Dataset entries:
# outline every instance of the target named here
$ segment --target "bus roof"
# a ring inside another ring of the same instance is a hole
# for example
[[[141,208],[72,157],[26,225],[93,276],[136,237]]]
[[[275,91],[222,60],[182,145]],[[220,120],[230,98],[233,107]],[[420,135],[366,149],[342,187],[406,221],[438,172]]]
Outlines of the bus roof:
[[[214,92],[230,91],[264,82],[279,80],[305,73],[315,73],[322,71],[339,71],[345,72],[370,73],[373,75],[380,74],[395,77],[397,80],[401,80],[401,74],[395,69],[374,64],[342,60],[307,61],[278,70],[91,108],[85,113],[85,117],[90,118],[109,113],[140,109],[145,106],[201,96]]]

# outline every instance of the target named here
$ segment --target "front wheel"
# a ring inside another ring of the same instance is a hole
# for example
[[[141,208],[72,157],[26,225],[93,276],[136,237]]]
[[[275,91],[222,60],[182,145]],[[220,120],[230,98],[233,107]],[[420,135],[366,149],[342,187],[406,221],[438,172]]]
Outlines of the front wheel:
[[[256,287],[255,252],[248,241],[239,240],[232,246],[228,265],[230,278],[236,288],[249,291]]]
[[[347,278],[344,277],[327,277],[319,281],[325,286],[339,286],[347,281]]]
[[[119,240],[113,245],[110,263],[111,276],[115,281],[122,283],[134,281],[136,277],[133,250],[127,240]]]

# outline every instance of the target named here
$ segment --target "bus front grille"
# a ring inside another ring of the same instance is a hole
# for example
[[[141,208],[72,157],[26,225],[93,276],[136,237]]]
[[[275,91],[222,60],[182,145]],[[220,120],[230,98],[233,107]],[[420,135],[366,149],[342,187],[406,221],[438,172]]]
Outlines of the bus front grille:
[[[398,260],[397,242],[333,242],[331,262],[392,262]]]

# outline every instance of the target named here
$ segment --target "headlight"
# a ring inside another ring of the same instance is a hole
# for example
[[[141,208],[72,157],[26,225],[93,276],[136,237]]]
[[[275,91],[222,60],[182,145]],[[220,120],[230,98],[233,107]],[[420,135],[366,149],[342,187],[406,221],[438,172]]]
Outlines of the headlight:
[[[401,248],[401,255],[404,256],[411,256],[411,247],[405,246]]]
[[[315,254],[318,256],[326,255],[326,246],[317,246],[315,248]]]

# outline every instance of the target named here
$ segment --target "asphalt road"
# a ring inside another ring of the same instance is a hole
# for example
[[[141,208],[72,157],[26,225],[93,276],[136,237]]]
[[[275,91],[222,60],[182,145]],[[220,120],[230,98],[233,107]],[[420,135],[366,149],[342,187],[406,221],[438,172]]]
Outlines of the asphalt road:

#### [Task]
Please quote the data above in full, with no line missing.

#### [Problem solution]
# outline every instance of the target named here
$ segment --target "bus roof"
# a ring inside another ring of the same instance is a hole
# for example
[[[141,208],[72,157],[26,225],[93,276],[136,237]]]
[[[275,91],[222,60],[182,145]],[[220,120],[230,98],[233,107]],[[420,135],[366,149],[342,187],[406,221],[438,172]]]
Outlines of the bus roof:
[[[214,92],[230,91],[264,82],[279,80],[305,73],[315,73],[322,71],[339,71],[345,72],[370,73],[373,75],[380,74],[395,77],[397,80],[401,80],[401,74],[395,69],[374,64],[342,60],[307,61],[278,70],[91,108],[85,113],[85,117],[90,118],[109,113],[140,109],[145,106],[201,96]]]

# outline every instance of the target named here
$ segment --target "front wheel"
# a ring inside another ring of the same instance is a hole
# for example
[[[141,208],[72,157],[26,225],[93,276],[136,237]]]
[[[275,91],[222,60],[182,145]],[[220,120],[230,98],[233,107]],[[420,135],[366,149],[342,187],[406,221],[438,172]]]
Outlines of the front wheel:
[[[256,287],[255,252],[248,241],[239,240],[232,246],[228,265],[230,278],[236,288],[249,291]]]
[[[347,278],[344,277],[327,277],[319,281],[325,286],[339,286],[347,281]]]
[[[119,240],[113,245],[110,263],[111,276],[115,281],[122,283],[134,281],[136,277],[133,250],[127,240]]]

# outline every instance of the target named here
$ segment --target "bus front grille"
# a ring inside another ring of the same instance is a hole
# for example
[[[141,208],[72,157],[26,225],[93,276],[136,237]]]
[[[275,91],[222,60],[182,145]],[[220,120],[230,98],[233,107]],[[420,135],[366,149],[342,187],[406,221],[438,172]]]
Outlines of the bus front grille:
[[[398,260],[397,242],[333,242],[331,262],[392,262]]]

# outline every instance of the target named here
$ segment --target "headlight"
# a ring inside another ring of the same instance is a hole
# for example
[[[141,208],[72,157],[26,225],[93,276],[136,237]]]
[[[275,91],[222,60],[182,145]],[[220,120],[230,98],[233,107]],[[420,135],[366,149],[342,187],[406,221],[438,172]]]
Outlines of the headlight:
[[[401,248],[401,255],[404,256],[411,256],[411,247],[405,246]]]
[[[315,254],[318,256],[326,255],[326,246],[317,246],[315,248]]]

# outline every instance of the target named here
$ segment --target "asphalt road"
# a ring inside another ring of the same instance is a hole
# for example
[[[141,208],[72,157],[26,225],[93,276],[136,237]]]
[[[275,91],[222,60],[182,145]],[[220,120],[230,98],[233,107]],[[420,135],[366,149],[342,187],[406,221],[438,172]]]
Outlines of the asphalt road:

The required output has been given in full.